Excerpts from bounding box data
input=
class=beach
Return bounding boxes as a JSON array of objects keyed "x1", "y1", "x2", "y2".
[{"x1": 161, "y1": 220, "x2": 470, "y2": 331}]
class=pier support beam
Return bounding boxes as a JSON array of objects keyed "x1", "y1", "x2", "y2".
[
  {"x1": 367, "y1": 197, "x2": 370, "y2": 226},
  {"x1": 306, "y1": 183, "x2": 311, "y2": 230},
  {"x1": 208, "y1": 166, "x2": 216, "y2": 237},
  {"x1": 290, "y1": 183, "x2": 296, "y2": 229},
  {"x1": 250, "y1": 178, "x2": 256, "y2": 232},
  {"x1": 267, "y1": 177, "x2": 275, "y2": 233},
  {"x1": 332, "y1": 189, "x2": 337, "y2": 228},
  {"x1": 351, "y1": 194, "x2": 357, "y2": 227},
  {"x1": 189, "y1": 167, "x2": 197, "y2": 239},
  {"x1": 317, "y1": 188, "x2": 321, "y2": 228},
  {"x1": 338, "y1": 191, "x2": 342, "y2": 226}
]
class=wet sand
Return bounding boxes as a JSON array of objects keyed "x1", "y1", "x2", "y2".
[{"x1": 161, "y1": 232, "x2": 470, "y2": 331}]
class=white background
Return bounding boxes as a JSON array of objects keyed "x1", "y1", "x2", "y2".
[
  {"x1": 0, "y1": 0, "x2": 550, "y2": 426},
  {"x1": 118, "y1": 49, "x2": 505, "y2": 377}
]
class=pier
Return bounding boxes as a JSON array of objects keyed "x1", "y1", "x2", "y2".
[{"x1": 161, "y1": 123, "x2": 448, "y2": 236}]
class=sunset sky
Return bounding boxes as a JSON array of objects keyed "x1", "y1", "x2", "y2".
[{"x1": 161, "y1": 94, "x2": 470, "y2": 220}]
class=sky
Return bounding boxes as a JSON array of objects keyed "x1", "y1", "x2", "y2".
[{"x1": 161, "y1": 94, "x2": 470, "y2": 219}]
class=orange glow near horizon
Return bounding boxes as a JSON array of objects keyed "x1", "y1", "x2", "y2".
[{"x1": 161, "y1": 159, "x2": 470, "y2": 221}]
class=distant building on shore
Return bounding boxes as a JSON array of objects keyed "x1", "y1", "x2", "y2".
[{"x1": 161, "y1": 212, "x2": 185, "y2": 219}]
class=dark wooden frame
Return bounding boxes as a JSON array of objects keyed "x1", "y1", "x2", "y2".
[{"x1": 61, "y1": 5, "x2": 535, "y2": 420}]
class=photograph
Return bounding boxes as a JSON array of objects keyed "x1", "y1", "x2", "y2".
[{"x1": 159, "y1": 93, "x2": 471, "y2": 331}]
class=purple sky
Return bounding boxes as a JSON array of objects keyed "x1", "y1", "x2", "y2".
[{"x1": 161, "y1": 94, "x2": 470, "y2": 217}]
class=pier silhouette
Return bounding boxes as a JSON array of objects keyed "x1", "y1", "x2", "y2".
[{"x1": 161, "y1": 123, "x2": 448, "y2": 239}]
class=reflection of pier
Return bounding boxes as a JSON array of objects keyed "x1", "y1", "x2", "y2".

- _REQUIRED WORK_
Render every line of the entries above as a Markdown table with two columns, "No." for the row number and "Text" for the line, and omit blank lines.

- _WRITTEN REPLY_
| No. | Text |
|---|---|
| 1 | input= |
| 2 | class=beach |
| 3 | Return bounding boxes as a JSON array of objects keyed "x1", "y1", "x2", "y2". |
| 4 | [{"x1": 161, "y1": 220, "x2": 470, "y2": 331}] |
| 5 | class=pier support beam |
| 6 | Return bounding boxes as a JSON array of objects keyed "x1", "y1", "x2", "y2". |
| 7 | [ |
| 8 |   {"x1": 367, "y1": 197, "x2": 370, "y2": 226}, |
| 9 |   {"x1": 306, "y1": 183, "x2": 311, "y2": 230}, |
| 10 |   {"x1": 208, "y1": 166, "x2": 216, "y2": 237}, |
| 11 |   {"x1": 290, "y1": 183, "x2": 296, "y2": 229}, |
| 12 |   {"x1": 250, "y1": 178, "x2": 256, "y2": 232}, |
| 13 |   {"x1": 267, "y1": 177, "x2": 275, "y2": 233}, |
| 14 |   {"x1": 332, "y1": 189, "x2": 337, "y2": 228}, |
| 15 |   {"x1": 351, "y1": 194, "x2": 357, "y2": 227}, |
| 16 |   {"x1": 189, "y1": 167, "x2": 197, "y2": 239}, |
| 17 |   {"x1": 317, "y1": 188, "x2": 321, "y2": 228}, |
| 18 |   {"x1": 338, "y1": 191, "x2": 342, "y2": 226} |
| 19 | ] |
| 20 | class=wet sand |
| 21 | Return bounding boxes as a JSON array of objects keyed "x1", "y1", "x2", "y2". |
| 22 | [{"x1": 161, "y1": 232, "x2": 470, "y2": 331}] |
| 23 | class=white background |
| 24 | Return bounding boxes as a JSON array of objects keyed "x1", "y1", "x2", "y2". |
| 25 | [ |
| 26 |   {"x1": 0, "y1": 0, "x2": 550, "y2": 426}, |
| 27 |   {"x1": 118, "y1": 49, "x2": 505, "y2": 377} |
| 28 | ] |
| 29 | class=pier |
| 30 | Return bounding boxes as a JSON array of objects keyed "x1", "y1", "x2", "y2". |
| 31 | [{"x1": 161, "y1": 123, "x2": 448, "y2": 236}] |
| 32 | class=sunset sky |
| 33 | Return bounding boxes as a JSON array of objects keyed "x1", "y1", "x2", "y2". |
| 34 | [{"x1": 161, "y1": 94, "x2": 470, "y2": 220}] |
| 35 | class=sky |
| 36 | Return bounding boxes as a JSON array of objects keyed "x1", "y1", "x2", "y2". |
| 37 | [{"x1": 161, "y1": 94, "x2": 470, "y2": 219}] |
| 38 | class=orange glow near horizon |
| 39 | Return bounding boxes as a JSON array of objects keyed "x1", "y1", "x2", "y2". |
| 40 | [{"x1": 161, "y1": 159, "x2": 470, "y2": 221}] |
| 41 | class=distant building on shore |
| 42 | Return bounding boxes as a JSON array of objects keyed "x1", "y1", "x2", "y2". |
| 43 | [{"x1": 161, "y1": 212, "x2": 185, "y2": 219}] |
| 44 | class=dark wooden frame |
| 45 | Return bounding boxes as a JSON array of objects keyed "x1", "y1", "x2", "y2". |
| 46 | [{"x1": 61, "y1": 5, "x2": 535, "y2": 420}] |
| 47 | class=photograph |
| 48 | Return bounding boxes as a JSON array of objects keyed "x1", "y1", "x2", "y2". |
| 49 | [{"x1": 159, "y1": 93, "x2": 471, "y2": 331}] |
| 50 | class=purple sky |
| 51 | Return bounding boxes as a JSON array of objects keyed "x1", "y1", "x2", "y2". |
| 52 | [{"x1": 161, "y1": 94, "x2": 470, "y2": 217}] |
| 53 | class=pier silhouette |
| 54 | Return bounding boxes as a JSON array of objects keyed "x1", "y1", "x2", "y2". |
| 55 | [{"x1": 161, "y1": 123, "x2": 448, "y2": 239}] |
| 56 | class=reflection of pier |
| 57 | Return bounding boxes as a JSON array of objects keyed "x1", "y1", "x2", "y2". |